## Text excerpt
The for-human (its ‘species being’ in this context) acts against history as such. For pro-revolutionaries this is a constant source of bewilderment. FD writes: “In an epoch overrun by history, the for-human becomes important because it is not in play. It is that which exists invariably, and yet consistently goes unvalued. […] Or to reverse the formulation, the for-human is a characteristic that is so continuously manifested within the lives of proletarianised human beings that it passes as wholly insignificant. An example of this nonrecognition is found within the conventional form of pro-revolutionary consciousness, which is typically geared to recognise and respond to activity” (FD: viii-ix).

Yes, it is worth reading ‘Species Being’ by Frere Dupont.

It is also worth reading the contribution by IP suggested above by SpikeyMike, but for very different reasons. The reflections of IP are set within the Enlightenment framework in which Marx worked, particularly in his presumed second-half, and, indeed, within which all those who develop a theoretical support or cautious theoretical or conceptual accommodation with the notion of ‘progress,' and capitalism itself, work. I know that this last statement is not only badly written but contentious for many, but my view is that it is worthy of repeated consideration.

Below is something not written for that purpose but that could be viewed as a kind of translucent response to the IP text linked to above (and here: http://internationalist-perspective.org/IP/ip-archive/ip_43_species-being.html ).

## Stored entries
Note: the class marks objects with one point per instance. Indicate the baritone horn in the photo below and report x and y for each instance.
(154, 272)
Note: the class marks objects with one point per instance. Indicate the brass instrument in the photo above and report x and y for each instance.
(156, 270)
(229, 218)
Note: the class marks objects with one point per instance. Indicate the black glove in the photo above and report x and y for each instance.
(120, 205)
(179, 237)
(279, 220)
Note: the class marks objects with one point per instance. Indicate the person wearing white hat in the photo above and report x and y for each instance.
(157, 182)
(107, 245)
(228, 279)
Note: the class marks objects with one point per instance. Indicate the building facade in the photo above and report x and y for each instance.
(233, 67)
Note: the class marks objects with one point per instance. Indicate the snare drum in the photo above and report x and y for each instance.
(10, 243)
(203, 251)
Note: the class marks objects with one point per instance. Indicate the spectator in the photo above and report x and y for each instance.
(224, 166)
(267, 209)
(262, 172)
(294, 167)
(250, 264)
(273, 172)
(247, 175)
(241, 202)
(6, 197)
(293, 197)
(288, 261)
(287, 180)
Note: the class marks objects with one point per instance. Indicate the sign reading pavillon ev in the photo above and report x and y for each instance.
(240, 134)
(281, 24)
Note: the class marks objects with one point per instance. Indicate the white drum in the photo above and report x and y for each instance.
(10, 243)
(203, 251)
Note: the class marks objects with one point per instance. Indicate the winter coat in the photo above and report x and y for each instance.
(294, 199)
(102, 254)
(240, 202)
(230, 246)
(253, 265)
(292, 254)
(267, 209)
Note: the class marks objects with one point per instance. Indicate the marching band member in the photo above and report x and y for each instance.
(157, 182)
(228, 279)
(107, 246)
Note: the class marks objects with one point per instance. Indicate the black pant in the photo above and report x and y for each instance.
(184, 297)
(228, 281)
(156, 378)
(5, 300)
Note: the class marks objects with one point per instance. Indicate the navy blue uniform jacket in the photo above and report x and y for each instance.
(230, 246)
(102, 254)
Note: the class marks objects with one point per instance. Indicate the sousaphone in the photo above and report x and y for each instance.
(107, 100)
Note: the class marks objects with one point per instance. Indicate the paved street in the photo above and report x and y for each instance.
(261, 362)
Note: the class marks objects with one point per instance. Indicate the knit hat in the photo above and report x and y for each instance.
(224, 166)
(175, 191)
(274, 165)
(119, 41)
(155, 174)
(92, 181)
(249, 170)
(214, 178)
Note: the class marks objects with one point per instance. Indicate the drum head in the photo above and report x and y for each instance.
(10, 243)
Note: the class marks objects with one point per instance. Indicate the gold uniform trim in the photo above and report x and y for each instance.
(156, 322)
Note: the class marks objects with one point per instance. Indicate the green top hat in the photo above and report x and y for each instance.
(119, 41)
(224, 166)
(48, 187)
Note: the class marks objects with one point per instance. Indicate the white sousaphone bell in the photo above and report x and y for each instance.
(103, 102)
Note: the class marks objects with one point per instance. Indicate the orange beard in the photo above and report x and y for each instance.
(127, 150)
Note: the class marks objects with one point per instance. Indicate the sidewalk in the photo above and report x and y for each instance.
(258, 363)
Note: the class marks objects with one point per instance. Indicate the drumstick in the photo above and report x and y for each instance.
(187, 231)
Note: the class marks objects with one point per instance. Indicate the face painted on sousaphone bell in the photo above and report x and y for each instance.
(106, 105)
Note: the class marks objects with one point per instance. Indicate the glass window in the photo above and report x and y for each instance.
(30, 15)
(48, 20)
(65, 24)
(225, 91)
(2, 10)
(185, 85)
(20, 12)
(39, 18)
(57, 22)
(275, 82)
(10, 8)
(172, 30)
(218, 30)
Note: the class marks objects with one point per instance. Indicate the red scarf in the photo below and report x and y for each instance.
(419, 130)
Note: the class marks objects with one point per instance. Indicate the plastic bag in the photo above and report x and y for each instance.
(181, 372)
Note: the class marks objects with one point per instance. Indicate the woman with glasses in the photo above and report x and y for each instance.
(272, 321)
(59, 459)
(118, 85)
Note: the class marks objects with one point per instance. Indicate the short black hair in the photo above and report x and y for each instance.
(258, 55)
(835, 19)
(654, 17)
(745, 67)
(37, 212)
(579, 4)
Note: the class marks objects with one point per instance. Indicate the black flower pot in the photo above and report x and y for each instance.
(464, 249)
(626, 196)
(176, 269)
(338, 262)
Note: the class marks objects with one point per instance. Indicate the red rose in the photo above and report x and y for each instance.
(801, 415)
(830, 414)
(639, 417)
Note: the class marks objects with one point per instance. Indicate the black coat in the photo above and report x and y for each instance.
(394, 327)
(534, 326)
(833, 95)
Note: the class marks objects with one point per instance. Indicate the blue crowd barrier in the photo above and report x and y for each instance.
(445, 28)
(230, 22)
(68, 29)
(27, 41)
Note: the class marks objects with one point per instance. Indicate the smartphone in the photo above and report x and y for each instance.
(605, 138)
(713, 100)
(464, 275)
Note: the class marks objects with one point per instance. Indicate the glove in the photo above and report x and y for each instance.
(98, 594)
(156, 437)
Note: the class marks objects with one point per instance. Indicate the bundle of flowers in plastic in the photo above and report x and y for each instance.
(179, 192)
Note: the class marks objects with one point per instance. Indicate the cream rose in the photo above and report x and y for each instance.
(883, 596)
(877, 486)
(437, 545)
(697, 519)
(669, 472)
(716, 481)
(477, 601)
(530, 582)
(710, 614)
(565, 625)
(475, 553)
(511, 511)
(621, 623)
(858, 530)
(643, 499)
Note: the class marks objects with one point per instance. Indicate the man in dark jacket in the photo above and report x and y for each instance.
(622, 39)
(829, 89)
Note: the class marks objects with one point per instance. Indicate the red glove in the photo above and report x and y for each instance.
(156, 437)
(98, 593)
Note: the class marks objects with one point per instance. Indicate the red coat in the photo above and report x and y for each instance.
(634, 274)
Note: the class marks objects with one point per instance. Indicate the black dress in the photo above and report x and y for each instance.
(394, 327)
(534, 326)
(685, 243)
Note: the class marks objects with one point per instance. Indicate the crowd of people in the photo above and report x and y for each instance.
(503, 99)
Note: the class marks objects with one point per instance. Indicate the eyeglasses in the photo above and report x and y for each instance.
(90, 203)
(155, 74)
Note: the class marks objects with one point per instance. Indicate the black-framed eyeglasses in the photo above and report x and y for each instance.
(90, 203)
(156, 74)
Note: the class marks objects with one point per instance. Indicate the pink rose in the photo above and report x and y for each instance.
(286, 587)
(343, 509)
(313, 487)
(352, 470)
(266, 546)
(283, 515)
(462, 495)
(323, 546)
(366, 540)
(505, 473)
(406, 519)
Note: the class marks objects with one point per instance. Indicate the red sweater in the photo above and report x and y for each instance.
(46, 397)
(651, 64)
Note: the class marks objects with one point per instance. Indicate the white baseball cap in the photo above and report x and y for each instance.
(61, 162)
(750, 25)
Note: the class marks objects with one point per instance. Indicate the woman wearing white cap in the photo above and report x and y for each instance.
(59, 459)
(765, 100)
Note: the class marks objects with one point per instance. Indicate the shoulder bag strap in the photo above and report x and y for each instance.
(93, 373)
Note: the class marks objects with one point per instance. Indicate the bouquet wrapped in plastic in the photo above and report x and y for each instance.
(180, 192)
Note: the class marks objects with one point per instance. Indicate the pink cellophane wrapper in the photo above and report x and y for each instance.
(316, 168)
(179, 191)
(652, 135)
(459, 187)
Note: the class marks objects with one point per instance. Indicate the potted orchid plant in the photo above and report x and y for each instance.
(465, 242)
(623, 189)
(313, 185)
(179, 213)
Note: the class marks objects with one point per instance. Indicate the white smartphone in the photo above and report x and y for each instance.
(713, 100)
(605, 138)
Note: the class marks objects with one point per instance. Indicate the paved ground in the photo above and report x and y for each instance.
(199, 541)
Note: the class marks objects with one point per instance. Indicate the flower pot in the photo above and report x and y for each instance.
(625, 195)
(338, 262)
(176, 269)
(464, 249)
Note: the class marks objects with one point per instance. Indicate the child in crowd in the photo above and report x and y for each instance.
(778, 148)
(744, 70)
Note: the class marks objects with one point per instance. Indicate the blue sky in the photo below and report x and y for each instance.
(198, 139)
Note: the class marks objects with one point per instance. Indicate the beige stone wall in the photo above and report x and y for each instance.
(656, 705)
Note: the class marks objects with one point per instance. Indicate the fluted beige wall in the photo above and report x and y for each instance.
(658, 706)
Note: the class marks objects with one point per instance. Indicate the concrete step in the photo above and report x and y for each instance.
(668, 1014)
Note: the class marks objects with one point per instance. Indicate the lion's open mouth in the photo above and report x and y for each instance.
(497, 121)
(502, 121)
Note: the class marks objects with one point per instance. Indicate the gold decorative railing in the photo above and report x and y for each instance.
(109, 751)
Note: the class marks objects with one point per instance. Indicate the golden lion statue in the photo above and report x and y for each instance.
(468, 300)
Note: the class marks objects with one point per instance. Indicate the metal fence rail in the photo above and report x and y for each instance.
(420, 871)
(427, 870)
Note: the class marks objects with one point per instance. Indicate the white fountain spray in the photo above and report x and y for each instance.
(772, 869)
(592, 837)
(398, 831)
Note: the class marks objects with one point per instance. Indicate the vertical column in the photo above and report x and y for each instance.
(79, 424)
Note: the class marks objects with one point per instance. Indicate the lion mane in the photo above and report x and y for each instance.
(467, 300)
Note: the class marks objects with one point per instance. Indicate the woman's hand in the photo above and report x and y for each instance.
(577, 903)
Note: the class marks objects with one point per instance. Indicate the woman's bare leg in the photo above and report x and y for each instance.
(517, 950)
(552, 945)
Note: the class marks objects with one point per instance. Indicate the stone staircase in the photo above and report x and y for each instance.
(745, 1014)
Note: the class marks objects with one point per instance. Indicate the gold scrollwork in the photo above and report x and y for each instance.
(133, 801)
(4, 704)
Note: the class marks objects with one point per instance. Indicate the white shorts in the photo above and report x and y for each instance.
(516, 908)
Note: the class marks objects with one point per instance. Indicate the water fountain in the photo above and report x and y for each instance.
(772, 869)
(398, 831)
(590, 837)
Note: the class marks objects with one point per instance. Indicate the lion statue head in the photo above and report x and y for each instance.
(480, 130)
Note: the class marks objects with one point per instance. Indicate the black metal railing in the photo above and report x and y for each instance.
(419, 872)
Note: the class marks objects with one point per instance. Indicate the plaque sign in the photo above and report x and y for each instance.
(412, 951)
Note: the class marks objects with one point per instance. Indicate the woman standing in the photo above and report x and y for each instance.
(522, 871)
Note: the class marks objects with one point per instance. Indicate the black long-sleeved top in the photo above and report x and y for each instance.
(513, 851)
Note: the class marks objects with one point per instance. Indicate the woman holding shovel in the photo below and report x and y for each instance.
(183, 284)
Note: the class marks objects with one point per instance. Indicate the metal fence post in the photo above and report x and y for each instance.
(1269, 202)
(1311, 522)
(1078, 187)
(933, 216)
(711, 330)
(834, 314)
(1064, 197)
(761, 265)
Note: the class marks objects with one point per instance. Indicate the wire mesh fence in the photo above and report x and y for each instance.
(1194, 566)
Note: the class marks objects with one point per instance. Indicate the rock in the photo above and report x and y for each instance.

## Written tasks
- a) Update the passage on species being by giving again the part that opens with the words containing "Yes, it is worth" and closes with "of repeated consideration.", replacing "contentious" with "controversial".
- b) In the passage on species being, condense the paragraph beginning "It is also worth reading" into a shorter version that keeps its main facts.

## Results for each task
- a)
Yes, it is worth reading ‘Species Being’ by Frere Dupont.

It is also worth reading the contribution by IP suggested above by SpikeyMike, but for very different reasons. The reflections of IP are set within the Enlightenment framework in which Marx worked, particularly in his presumed second-half, and, indeed, within which all those who develop a theoretical support or cautious theoretical or conceptual accommodation with the notion of ‘progress,' and capitalism itself, work. I know that this last statement is not only badly written but controversial for many, but my view is that it is worthy of repeated consideration.

- b) The IP contribution that SpikeyMike suggested is also worth reading, though for very different reasons. IP's reflections sit within the Enlightenment framework in which Marx worked, especially in his presumed second half. This is also the framework of everyone who offers theoretical support for, or a cautious accommodation with, "progress" and capitalism itself. The writer admits the claim is badly written and contentious for many but holds that it deserves repeated consideration.